* [Request] Put every line of the material below into a JSON list of strings, one string per line, and drop any blank lines. Leave the pictures out of the list.

Recorded data
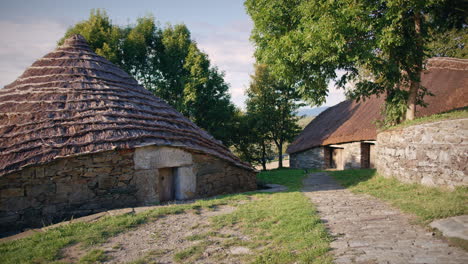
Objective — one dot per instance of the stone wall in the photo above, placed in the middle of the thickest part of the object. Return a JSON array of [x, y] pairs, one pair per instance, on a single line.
[[76, 186], [310, 159], [319, 157], [215, 176], [83, 185], [433, 154]]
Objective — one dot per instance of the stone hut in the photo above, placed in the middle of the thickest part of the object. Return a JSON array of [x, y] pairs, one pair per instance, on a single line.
[[344, 136], [78, 135]]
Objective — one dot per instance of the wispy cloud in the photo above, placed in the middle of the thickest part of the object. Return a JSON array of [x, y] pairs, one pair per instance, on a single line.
[[229, 49], [23, 43]]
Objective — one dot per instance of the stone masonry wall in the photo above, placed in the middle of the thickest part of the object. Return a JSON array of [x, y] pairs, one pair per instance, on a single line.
[[433, 154], [310, 159], [351, 155], [216, 176], [83, 185], [68, 187]]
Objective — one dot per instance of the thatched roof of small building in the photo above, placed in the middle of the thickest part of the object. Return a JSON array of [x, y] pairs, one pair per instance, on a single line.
[[349, 121], [73, 102]]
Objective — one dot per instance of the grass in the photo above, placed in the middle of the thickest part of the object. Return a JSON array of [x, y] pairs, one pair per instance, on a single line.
[[94, 256], [46, 247], [455, 114], [191, 253], [284, 228], [427, 203]]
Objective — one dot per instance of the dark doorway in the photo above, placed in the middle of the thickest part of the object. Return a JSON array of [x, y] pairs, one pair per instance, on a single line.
[[166, 184], [336, 158], [372, 156], [367, 155]]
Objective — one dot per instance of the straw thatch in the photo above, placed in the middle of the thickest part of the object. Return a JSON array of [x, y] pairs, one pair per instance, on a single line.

* [Exercise result]
[
  "Objective — one dot per instance of the stone wall in the photo above, placed in the middle of the thickest part of the object. Return a JSON array of [x, y] pairs, one pair per instance, on a single line.",
  "[[76, 186], [310, 159], [319, 157], [215, 176], [83, 185], [433, 154]]",
  "Objective — one dot per instance of the stone hut in the photo above, placed in the middle of the thickest part of the object. Return a JSON array of [x, y] pairs, one pair per instance, on a single line.",
  "[[344, 136], [78, 135]]",
  "Objective — one dot per instance of the wispy cloud in the photo above, placed in the middle of the thickest part of the object. Return a JSON array of [x, y] pairs, one pair per instance, on a single line.",
  "[[229, 49], [23, 43]]",
  "Objective — one dot per instance of the stone masonry wall in the photo above, placed in the middle of the thickest part of the object. Return a JSON array of [x, y] pairs, one pair per instance, on a single line.",
  "[[433, 154], [310, 159], [351, 155], [216, 176], [83, 185], [68, 187]]",
  "Objective — one dot per instance of the thatched roof of small building in the photo above, placed in the middle of the thickest part of the object. Return a JSON array of [x, y] pairs, one pair per instance, on a single line.",
  "[[349, 121], [73, 102]]",
  "Objective — one dot per instance of the grass in the photo above, placed in the middle of the thickest part of the object. Return a JSON array of [x, y] pairs, one pair per instance, on a single line.",
  "[[94, 256], [46, 247], [455, 114], [191, 253], [284, 228], [427, 203]]",
  "Objective — one dot per instance of the dark doorway in the photo above, placed in the middle of the thickest part of the object. Return a JSON array of [x, y] pairs, one pair per instance, on a single line.",
  "[[166, 184], [336, 158], [372, 156], [367, 155]]",
  "Objective — one dot per instance of the straw thatch in the photo above, placed in the middle of the thickest part of the object. Return a JSON array of [x, y] pairs, one pair per instance, on a single line."
]